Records
╔══

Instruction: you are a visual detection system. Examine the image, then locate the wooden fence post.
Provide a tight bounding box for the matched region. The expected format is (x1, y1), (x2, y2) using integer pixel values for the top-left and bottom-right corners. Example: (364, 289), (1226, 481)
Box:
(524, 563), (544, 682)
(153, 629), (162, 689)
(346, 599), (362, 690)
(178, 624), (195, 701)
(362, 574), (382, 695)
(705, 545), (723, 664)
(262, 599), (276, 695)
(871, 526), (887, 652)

╚══

Copy the material above line for line, without changing anything.

Instruction: you are a visual detection system. Examine the image, then locate the wooden fence post.
Provide a tight bounding box for the matched region. The expected format is (x1, y1), (x2, y2) using integer pixel values for the top-left and bottom-right corners. Example: (364, 289), (1226, 481)
Box:
(524, 563), (544, 682)
(153, 629), (162, 689)
(346, 599), (362, 690)
(178, 624), (195, 701)
(362, 574), (382, 695)
(705, 545), (723, 664)
(262, 599), (276, 695)
(871, 526), (887, 652)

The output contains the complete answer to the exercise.